Records from a point labeling set
* START *

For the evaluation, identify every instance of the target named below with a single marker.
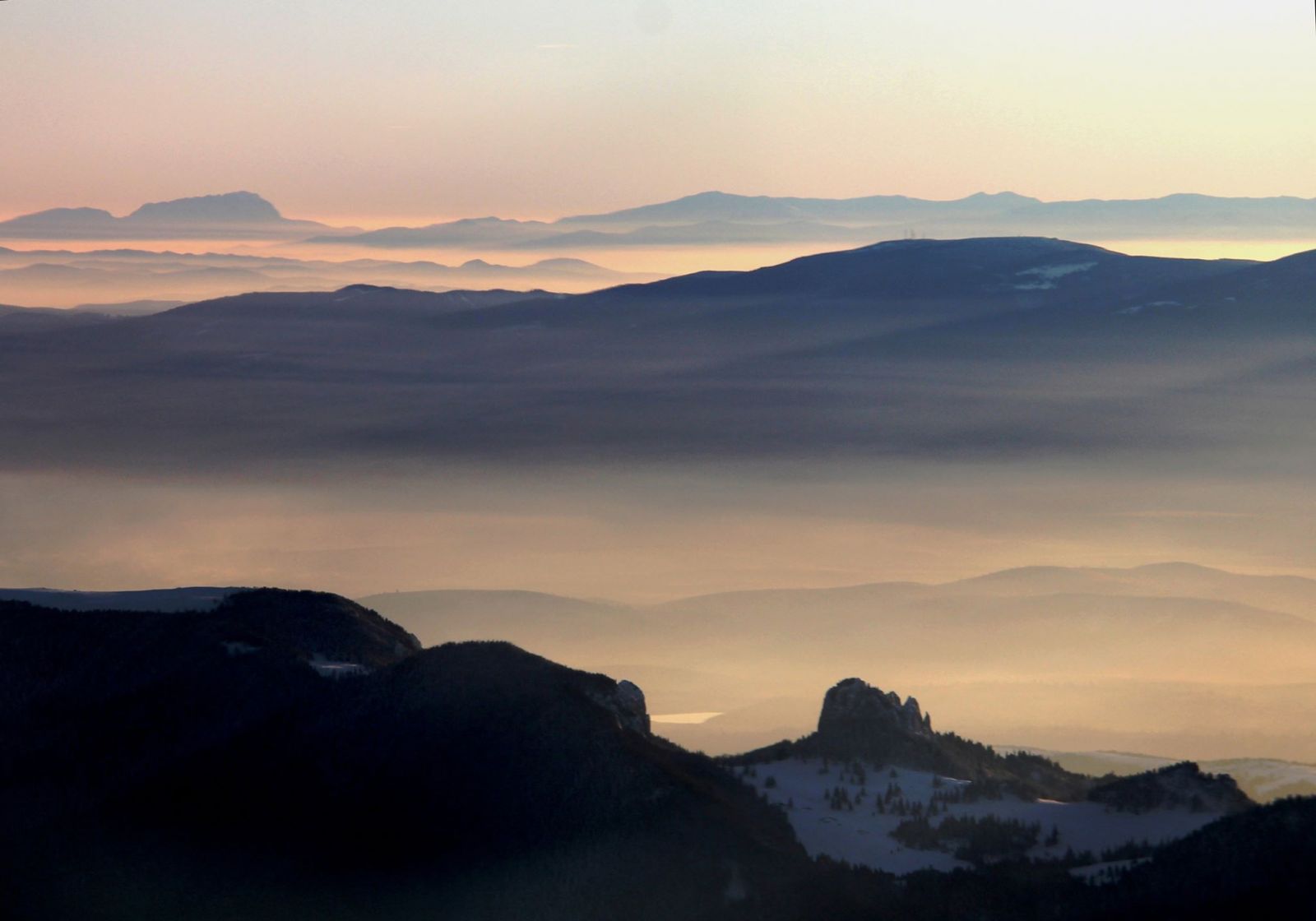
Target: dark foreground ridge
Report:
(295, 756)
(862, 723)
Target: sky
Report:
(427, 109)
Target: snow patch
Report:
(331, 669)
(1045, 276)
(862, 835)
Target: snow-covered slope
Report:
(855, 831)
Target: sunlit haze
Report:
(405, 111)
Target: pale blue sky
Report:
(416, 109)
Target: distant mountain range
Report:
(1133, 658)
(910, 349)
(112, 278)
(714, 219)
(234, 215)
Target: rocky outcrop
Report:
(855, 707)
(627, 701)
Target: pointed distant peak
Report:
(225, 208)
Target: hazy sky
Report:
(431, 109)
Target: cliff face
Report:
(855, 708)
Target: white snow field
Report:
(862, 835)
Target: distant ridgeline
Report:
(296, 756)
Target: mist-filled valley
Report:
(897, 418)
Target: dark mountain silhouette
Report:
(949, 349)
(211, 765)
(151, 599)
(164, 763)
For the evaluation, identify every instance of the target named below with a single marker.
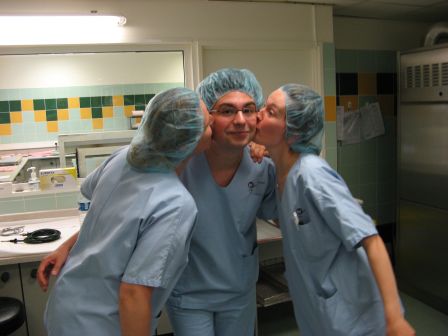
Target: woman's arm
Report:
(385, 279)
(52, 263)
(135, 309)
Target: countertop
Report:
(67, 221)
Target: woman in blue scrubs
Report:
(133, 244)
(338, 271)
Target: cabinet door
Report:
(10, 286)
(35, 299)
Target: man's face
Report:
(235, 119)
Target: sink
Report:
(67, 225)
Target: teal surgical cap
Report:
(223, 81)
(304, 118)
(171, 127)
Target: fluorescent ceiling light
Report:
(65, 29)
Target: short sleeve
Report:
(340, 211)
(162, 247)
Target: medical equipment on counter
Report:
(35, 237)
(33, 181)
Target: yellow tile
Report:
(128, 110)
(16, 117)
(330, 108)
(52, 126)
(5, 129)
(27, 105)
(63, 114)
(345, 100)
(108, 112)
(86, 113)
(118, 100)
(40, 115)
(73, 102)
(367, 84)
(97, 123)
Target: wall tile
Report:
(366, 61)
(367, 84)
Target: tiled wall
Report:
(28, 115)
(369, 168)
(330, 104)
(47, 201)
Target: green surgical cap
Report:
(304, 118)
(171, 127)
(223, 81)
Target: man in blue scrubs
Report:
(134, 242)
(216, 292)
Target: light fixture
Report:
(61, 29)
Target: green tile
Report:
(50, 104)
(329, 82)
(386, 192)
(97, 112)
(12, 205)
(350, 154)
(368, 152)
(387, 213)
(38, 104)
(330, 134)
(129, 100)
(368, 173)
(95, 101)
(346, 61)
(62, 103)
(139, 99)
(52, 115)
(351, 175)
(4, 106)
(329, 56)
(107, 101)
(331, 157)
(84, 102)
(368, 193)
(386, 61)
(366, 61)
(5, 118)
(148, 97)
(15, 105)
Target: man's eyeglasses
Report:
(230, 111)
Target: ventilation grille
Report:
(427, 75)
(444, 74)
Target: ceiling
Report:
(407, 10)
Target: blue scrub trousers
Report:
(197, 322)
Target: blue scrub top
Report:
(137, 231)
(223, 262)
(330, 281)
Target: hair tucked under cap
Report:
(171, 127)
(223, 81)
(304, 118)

* END *

● **Written request**
Print again, word for word, every line from the line with "Target: pale blue sky" to the final line of the records, inclusive; skip the pictures.

● **Result of this task**
Target: pale blue sky
Report:
(416, 109)
Target: distant mountain range
Report:
(1133, 658)
(910, 349)
(112, 278)
(714, 219)
(234, 215)
Target: rocky outcrop
Report:
(855, 707)
(627, 701)
Target: pointed distant peak
Report:
(225, 208)
Target: hazy sky
Report:
(431, 109)
Target: cliff face
Report:
(855, 708)
Target: white snow field
Report:
(862, 835)
Target: distant ridgeline
Report:
(296, 756)
Target: mist-filled valley
Report:
(897, 418)
Target: dark mountain silhouette
Report:
(949, 349)
(211, 765)
(151, 599)
(164, 763)
For the evaluation, identify every instance of the target named below with a single marker.
Target: woman's arm
Report:
(385, 279)
(52, 263)
(135, 309)
Target: countertop
Report:
(67, 221)
Target: woman in blue scrubs
Report:
(133, 244)
(338, 271)
Target: cabinet door
Report:
(10, 286)
(35, 299)
Target: man's face
Report:
(235, 119)
Target: sink
Report:
(67, 225)
Target: teal surgical cap
Report:
(223, 81)
(304, 118)
(171, 127)
Target: fluorescent ceiling light
Report:
(65, 29)
Target: short sleeve
Report:
(340, 211)
(162, 247)
Target: medical equipment on counter
Report:
(35, 237)
(33, 181)
Target: yellow tile
Report:
(128, 110)
(16, 117)
(330, 108)
(52, 126)
(5, 129)
(27, 105)
(63, 114)
(345, 100)
(108, 112)
(86, 113)
(118, 100)
(40, 115)
(73, 102)
(367, 84)
(97, 123)
Target: wall tile
Report:
(366, 61)
(367, 84)
Target: tiled wall
Report:
(28, 115)
(369, 168)
(330, 104)
(47, 201)
Target: green surgical cap
Report:
(304, 118)
(171, 127)
(223, 81)
Target: man in blue scrubs
Report:
(134, 242)
(216, 292)
Target: light fixture
Report:
(61, 29)
Target: green tile
Report:
(50, 104)
(329, 82)
(386, 192)
(97, 112)
(12, 205)
(350, 154)
(368, 152)
(387, 213)
(38, 104)
(330, 134)
(129, 100)
(368, 173)
(95, 101)
(346, 61)
(62, 103)
(139, 99)
(52, 115)
(351, 175)
(4, 106)
(329, 56)
(107, 101)
(331, 157)
(84, 102)
(368, 193)
(386, 61)
(366, 61)
(5, 118)
(148, 97)
(15, 105)
Target: man's eyeglasses
Report:
(230, 111)
Target: ventilation grille
Report:
(427, 75)
(444, 74)
Target: ceiling
Report:
(407, 10)
Target: blue scrub trousers
Report:
(197, 322)
Target: blue scrub top
Report:
(137, 231)
(223, 262)
(330, 281)
Target: hair tucked under cap
Report:
(171, 127)
(223, 81)
(304, 118)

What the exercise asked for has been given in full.